▸ **Exercise task**
Copy each record exactly as it reads, leaving out any pictures it holds.

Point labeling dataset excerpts
———

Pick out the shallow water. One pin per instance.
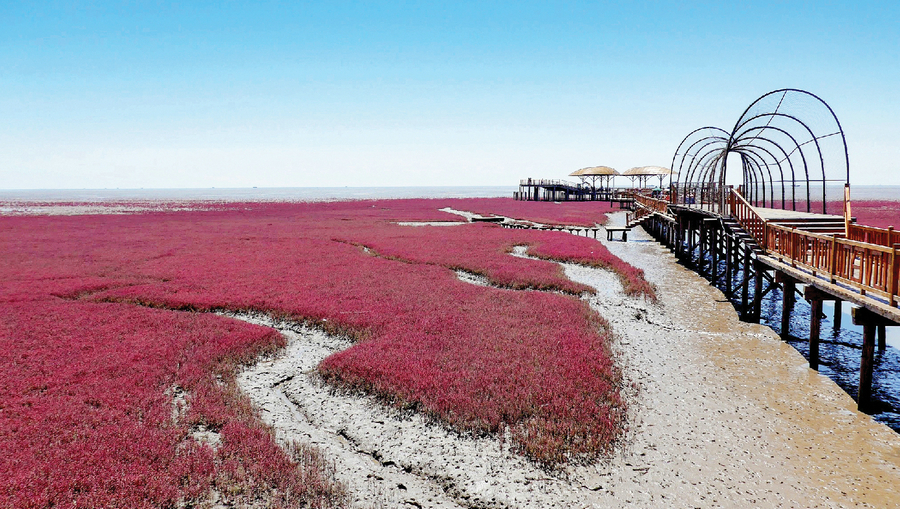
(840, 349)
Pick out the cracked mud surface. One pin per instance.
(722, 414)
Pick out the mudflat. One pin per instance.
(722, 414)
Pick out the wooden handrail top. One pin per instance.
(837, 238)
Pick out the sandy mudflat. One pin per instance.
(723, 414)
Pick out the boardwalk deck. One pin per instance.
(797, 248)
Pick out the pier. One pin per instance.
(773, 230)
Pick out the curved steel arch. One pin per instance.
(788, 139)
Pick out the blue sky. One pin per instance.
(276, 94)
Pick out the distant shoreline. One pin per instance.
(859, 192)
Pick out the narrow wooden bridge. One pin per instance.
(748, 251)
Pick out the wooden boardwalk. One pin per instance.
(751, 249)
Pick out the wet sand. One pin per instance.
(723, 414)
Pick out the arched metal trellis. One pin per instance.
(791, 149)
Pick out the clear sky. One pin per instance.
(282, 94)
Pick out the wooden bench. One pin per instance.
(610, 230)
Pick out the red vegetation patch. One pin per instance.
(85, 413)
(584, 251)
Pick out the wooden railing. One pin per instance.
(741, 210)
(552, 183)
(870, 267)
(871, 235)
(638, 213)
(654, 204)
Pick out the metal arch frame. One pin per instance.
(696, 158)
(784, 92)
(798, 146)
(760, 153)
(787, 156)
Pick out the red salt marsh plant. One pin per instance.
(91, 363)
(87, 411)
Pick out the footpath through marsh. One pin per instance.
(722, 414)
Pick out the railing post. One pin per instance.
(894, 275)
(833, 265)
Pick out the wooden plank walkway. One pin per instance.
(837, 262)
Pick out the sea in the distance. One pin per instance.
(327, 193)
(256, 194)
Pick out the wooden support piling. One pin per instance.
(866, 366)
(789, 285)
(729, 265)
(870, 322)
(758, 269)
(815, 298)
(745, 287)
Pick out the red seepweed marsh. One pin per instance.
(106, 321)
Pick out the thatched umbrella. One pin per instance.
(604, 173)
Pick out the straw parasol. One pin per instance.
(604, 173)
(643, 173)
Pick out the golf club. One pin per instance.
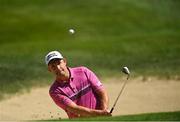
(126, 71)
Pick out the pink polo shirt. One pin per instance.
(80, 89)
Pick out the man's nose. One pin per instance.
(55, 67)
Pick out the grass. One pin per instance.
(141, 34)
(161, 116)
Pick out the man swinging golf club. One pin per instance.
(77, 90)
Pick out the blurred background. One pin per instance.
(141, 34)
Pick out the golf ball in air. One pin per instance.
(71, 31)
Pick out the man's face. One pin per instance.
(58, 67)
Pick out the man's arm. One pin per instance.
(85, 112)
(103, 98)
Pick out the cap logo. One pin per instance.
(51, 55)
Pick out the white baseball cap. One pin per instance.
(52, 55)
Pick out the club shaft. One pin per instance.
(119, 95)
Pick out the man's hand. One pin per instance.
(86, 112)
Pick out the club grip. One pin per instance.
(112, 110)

———

▸ **Result of this task**
Pick out the shallow water. One pin per instance.
(840, 349)
Pick out the cracked mud surface. One pin per instance.
(722, 414)
Pick out the mudflat. One pin per instance.
(722, 414)
Pick out the wooden handrail top. One pin per instance.
(837, 238)
Pick out the sandy mudflat. One pin per instance.
(723, 414)
Pick out the boardwalk deck. One pin per instance.
(797, 248)
Pick out the pier. One pin per instance.
(773, 230)
Pick out the curved steel arch. One pin per instance.
(788, 139)
Pick out the blue sky. One pin per instance.
(276, 94)
Pick out the distant shoreline. One pin per instance.
(859, 192)
Pick out the narrow wooden bridge. One pin per instance.
(748, 251)
Pick out the wooden boardwalk. One pin per instance.
(751, 249)
Pick out the wet sand. One pin per instance.
(723, 414)
Pick out the arched metal trellis. One pin per instance.
(791, 149)
Pick out the clear sky. One pin per instance.
(282, 94)
Pick out the wooden bench. One pin per instance.
(610, 230)
Pick out the red vegetation patch. One pin per instance.
(85, 413)
(584, 251)
Pick out the wooden railing. One pin per instance.
(741, 210)
(552, 183)
(870, 267)
(871, 235)
(638, 213)
(654, 204)
Pick out the metal arch frame. One pin per instance.
(696, 158)
(784, 92)
(798, 146)
(760, 153)
(787, 156)
Pick out the red salt marsh plant. One pin per instance.
(91, 363)
(87, 411)
Pick out the footpath through marsh. One pin per instance.
(722, 414)
Pick out the railing post. One pin per instance.
(894, 275)
(833, 265)
Pick out the wooden plank walkway. One pin per instance.
(837, 262)
Pick out the sea in the distance. One pin per instance.
(327, 193)
(256, 194)
Pick out the wooden support piling. One pin per instance.
(866, 366)
(789, 285)
(729, 265)
(870, 322)
(758, 269)
(815, 298)
(745, 287)
Pick out the red seepweed marsh. One pin per instance.
(106, 321)
Pick out the thatched umbrella. One pin per instance.
(604, 173)
Pick out the straw parasol. One pin per instance.
(604, 173)
(643, 173)
Pick out the golf club. One pin per instance.
(126, 71)
Pick out the pink polo shirt. One pin per instance.
(80, 89)
Pick out the man's nose. One pin per instance.
(55, 67)
Pick out the grass. One pin per instance.
(141, 34)
(161, 116)
Pick out the man swinging golf club. One pin per instance.
(77, 90)
Pick out the blurred background. One pin per instance.
(141, 34)
Pick out the golf ball in air. One pin per instance.
(71, 31)
Pick out the man's face. One pin per instance.
(58, 67)
Pick out the man's arm. One pin per instance.
(85, 112)
(103, 98)
Pick out the cap logo. One pin per instance.
(51, 55)
Pick out the white baseball cap. One pin per instance.
(52, 55)
Pick out the club shaft. One pin per instance.
(119, 95)
Pick out the man's hand. One pin per instance.
(86, 112)
Pick out the club grip. One pin per instance.
(112, 110)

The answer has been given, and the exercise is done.